Exercise directions –
Only the number is needed: the count of lines in the records with the word "tree".

Records provided –
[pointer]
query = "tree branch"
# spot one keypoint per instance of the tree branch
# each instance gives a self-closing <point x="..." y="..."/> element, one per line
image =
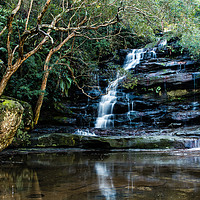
<point x="29" y="12"/>
<point x="43" y="11"/>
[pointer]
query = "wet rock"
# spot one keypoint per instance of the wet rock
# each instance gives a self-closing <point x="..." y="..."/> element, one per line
<point x="186" y="116"/>
<point x="112" y="142"/>
<point x="10" y="118"/>
<point x="120" y="108"/>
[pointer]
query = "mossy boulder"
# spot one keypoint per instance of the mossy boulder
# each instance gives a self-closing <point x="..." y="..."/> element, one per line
<point x="10" y="118"/>
<point x="27" y="117"/>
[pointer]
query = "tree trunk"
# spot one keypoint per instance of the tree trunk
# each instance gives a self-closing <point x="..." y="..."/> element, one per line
<point x="4" y="80"/>
<point x="41" y="97"/>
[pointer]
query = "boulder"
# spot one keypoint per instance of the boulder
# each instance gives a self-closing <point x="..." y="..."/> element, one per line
<point x="10" y="118"/>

Answer space –
4